Work to complete: Your response should be every line of the data, written out exactly.

(Data excerpts Opens)

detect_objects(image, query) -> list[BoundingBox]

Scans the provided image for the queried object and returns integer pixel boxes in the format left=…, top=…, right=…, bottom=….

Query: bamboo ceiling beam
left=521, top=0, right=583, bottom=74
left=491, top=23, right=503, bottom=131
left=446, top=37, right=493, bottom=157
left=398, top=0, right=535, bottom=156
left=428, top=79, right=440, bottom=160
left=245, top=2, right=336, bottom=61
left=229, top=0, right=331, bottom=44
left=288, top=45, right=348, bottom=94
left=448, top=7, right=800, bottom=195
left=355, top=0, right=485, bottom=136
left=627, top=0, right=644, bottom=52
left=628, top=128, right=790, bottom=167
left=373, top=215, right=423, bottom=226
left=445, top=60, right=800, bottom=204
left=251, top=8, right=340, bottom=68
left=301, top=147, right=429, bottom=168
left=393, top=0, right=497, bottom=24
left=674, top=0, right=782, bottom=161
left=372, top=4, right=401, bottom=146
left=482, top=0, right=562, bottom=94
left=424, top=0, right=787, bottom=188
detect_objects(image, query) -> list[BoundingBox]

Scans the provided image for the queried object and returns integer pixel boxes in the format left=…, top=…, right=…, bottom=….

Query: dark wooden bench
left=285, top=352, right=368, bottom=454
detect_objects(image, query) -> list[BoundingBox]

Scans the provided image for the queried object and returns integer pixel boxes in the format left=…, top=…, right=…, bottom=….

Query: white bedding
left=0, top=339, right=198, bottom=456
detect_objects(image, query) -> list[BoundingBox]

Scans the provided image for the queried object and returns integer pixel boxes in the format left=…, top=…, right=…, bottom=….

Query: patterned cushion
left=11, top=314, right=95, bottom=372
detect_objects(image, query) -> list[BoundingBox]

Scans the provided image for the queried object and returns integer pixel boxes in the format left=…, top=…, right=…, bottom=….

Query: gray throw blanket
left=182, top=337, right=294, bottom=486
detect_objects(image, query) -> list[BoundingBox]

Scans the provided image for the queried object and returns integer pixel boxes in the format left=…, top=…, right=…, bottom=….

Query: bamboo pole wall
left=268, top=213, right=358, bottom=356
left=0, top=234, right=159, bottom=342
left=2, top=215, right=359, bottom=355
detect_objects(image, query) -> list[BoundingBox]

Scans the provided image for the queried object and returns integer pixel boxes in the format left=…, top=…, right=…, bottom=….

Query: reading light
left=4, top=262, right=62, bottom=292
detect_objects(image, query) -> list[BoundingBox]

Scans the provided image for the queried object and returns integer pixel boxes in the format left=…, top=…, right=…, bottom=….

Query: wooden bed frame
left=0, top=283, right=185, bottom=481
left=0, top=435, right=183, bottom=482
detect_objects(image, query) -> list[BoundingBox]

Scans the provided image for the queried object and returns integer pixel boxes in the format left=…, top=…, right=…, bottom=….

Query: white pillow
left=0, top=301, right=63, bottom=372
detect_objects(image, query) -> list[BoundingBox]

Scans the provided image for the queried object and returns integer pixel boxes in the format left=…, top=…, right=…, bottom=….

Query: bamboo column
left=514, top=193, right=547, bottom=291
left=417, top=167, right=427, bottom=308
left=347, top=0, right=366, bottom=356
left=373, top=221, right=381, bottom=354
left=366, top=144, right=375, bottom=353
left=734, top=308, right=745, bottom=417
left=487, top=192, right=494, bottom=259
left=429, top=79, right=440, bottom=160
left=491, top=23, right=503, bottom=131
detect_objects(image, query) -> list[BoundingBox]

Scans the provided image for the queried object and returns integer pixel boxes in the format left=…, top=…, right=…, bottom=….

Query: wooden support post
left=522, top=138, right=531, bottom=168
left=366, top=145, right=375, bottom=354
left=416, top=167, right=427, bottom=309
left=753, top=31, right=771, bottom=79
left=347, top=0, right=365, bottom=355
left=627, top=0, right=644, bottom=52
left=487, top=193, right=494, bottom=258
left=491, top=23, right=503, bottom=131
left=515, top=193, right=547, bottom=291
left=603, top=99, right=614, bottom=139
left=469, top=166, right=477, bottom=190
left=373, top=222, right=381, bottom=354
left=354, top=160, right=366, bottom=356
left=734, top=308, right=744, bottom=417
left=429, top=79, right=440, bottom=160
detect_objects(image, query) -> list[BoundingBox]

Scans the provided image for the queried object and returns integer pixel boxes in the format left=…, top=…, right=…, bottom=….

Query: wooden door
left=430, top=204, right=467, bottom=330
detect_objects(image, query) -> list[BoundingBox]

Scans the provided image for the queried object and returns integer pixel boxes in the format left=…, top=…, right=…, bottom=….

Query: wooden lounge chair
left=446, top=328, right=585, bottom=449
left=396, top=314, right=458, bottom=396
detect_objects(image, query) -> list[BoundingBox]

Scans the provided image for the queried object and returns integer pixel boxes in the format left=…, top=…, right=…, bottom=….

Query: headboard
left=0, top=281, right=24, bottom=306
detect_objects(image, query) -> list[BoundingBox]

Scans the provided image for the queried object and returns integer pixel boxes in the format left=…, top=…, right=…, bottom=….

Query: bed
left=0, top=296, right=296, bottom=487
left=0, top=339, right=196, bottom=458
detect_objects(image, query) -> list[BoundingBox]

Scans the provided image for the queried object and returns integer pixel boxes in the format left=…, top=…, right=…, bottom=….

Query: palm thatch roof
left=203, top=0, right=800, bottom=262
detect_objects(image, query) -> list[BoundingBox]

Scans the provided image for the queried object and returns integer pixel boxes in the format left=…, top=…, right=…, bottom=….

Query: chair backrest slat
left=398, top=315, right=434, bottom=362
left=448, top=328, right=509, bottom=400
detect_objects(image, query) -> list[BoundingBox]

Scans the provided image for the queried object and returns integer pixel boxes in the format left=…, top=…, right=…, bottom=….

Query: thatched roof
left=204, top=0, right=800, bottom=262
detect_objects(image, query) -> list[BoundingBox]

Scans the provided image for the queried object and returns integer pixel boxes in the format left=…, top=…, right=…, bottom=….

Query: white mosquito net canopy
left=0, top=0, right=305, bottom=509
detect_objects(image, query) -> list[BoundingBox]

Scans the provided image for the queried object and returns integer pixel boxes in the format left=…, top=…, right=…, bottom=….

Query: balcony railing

(Data excerpts Closes)

Solved problem:
detect_objects(image, query) -> list[BoundingBox]

Scans the provided image for the queried object and returns integer pixel boxes in the format left=…, top=…, right=…, bottom=….

Query: bamboo ceiling beam
left=521, top=0, right=583, bottom=74
left=491, top=23, right=503, bottom=131
left=446, top=37, right=493, bottom=157
left=398, top=0, right=535, bottom=156
left=428, top=79, right=440, bottom=160
left=245, top=2, right=336, bottom=61
left=229, top=0, right=331, bottom=44
left=288, top=45, right=348, bottom=94
left=448, top=7, right=800, bottom=195
left=355, top=0, right=485, bottom=136
left=627, top=0, right=644, bottom=52
left=628, top=128, right=790, bottom=167
left=373, top=215, right=423, bottom=226
left=445, top=60, right=800, bottom=204
left=251, top=8, right=340, bottom=68
left=301, top=147, right=429, bottom=168
left=393, top=0, right=497, bottom=24
left=674, top=0, right=782, bottom=161
left=372, top=4, right=401, bottom=146
left=482, top=0, right=562, bottom=94
left=424, top=0, right=787, bottom=188
detect_objects(image, query) -> list[BoundingBox]

Scans the provided image for the queried object and returns integer pixel boxes in the format left=…, top=…, right=…, bottom=….

Query: dark wooden bench
left=285, top=352, right=368, bottom=454
detect_objects(image, query) -> list[BoundingBox]

Scans the provided image for the queried object and returns integer pixel boxes in the format left=…, top=…, right=…, bottom=….

Query: white bedding
left=0, top=339, right=198, bottom=456
detect_objects(image, query) -> list[BoundingBox]

Scans the provided image for the queried object and returns integer pixel boxes in the format left=…, top=…, right=…, bottom=….

Query: patterned cushion
left=11, top=314, right=95, bottom=372
detect_objects(image, query) -> list[BoundingBox]

Scans the provided image for the queried object and returns integer pixel boxes in the format left=…, top=…, right=…, bottom=….

Query: gray throw blanket
left=182, top=337, right=294, bottom=486
detect_objects(image, query) -> list[BoundingBox]

Scans the provided image for the queried object and returns integer pixel boxes in the format left=…, top=…, right=…, bottom=….

Query: bamboo pole wall
left=268, top=213, right=358, bottom=356
left=0, top=234, right=159, bottom=342
left=2, top=215, right=359, bottom=355
detect_objects(image, query) -> list[BoundingBox]

Scans the provided image for the queried object and returns integer pixel boxes in the format left=…, top=…, right=…, bottom=….

Query: reading light
left=4, top=262, right=62, bottom=292
detect_objects(image, query) -> list[BoundingBox]

Scans the provided image for the queried object and returns integer pixel boxes in the format left=…, top=…, right=…, bottom=….

Query: wooden bed frame
left=0, top=283, right=185, bottom=481
left=0, top=435, right=183, bottom=482
detect_objects(image, query) -> list[BoundingBox]

Scans the provided image for the queried object and returns integer pixel boxes in the format left=…, top=…, right=…, bottom=….

Query: white pillow
left=0, top=301, right=63, bottom=372
detect_objects(image, query) -> list[BoundingBox]

Scans the provided image for the queried object and returns integer pixel boxes in the format left=…, top=…, right=…, bottom=….

Query: bamboo column
left=514, top=193, right=547, bottom=291
left=417, top=167, right=427, bottom=308
left=347, top=0, right=366, bottom=356
left=373, top=221, right=381, bottom=354
left=366, top=144, right=375, bottom=353
left=734, top=308, right=745, bottom=417
left=487, top=192, right=494, bottom=259
left=429, top=79, right=440, bottom=160
left=491, top=23, right=503, bottom=131
detect_objects(image, query) -> list[BoundingBox]

Scans the provided image for the queried object and returns integer pixel boxes in the format left=…, top=…, right=…, bottom=….

Query: wooden support post
left=522, top=138, right=531, bottom=168
left=366, top=145, right=375, bottom=354
left=416, top=167, right=427, bottom=309
left=753, top=31, right=771, bottom=79
left=347, top=0, right=365, bottom=355
left=627, top=0, right=644, bottom=52
left=487, top=193, right=494, bottom=258
left=491, top=23, right=503, bottom=131
left=515, top=193, right=547, bottom=291
left=603, top=99, right=614, bottom=139
left=469, top=166, right=477, bottom=190
left=373, top=222, right=381, bottom=354
left=354, top=160, right=366, bottom=356
left=734, top=308, right=744, bottom=417
left=429, top=79, right=440, bottom=160
detect_objects(image, query) -> list[BoundingBox]

Scans the provided image for the queried object and returns integer pixel boxes in the format left=…, top=…, right=…, bottom=….

Query: wooden door
left=430, top=204, right=467, bottom=330
detect_objects(image, query) -> list[BoundingBox]

Scans the provided image for the queried object and returns integer pixel boxes in the format left=…, top=…, right=…, bottom=….

Query: wooden lounge chair
left=446, top=328, right=585, bottom=449
left=396, top=314, right=458, bottom=396
detect_objects(image, query) -> list[BoundingBox]

Scans the provided image for the queried object and returns integer pixel boxes in the format left=…, top=…, right=…, bottom=….

Query: headboard
left=0, top=281, right=24, bottom=306
detect_objects(image, query) -> list[BoundingBox]

Scans the provided image for the queried object and returns integer pixel boxes in the format left=…, top=…, right=…, bottom=….

Query: bed
left=0, top=296, right=296, bottom=487
left=0, top=339, right=196, bottom=458
detect_objects(image, query) -> list[BoundingBox]

Scans the provided image for the queried object and returns integer pixel boxes in the format left=…, top=…, right=…, bottom=….

Query: palm thatch roof
left=203, top=0, right=800, bottom=262
detect_objects(image, query) -> list[BoundingBox]

Scans the provided image for the queried object and returns integer pixel boxes in the format left=…, top=…, right=…, bottom=….

Query: chair backrest slat
left=398, top=315, right=434, bottom=362
left=448, top=328, right=509, bottom=400
detect_objects(image, query) -> list[BoundingBox]

Scans the provided image for the queried object and returns integer pixel boxes in the format left=…, top=…, right=…, bottom=….

Query: thatched roof
left=204, top=0, right=800, bottom=262
detect_objects(image, query) -> list[BoundingBox]

Scans the provided image for the queried object and returns integer pixel boxes in the format left=…, top=…, right=…, bottom=….

Query: white mosquito net canopy
left=0, top=0, right=305, bottom=509
detect_objects(image, query) -> list[BoundingBox]

Scans the provided image for the queried object and returns integer pixel boxes in the format left=…, top=…, right=…, bottom=….

Query: balcony railing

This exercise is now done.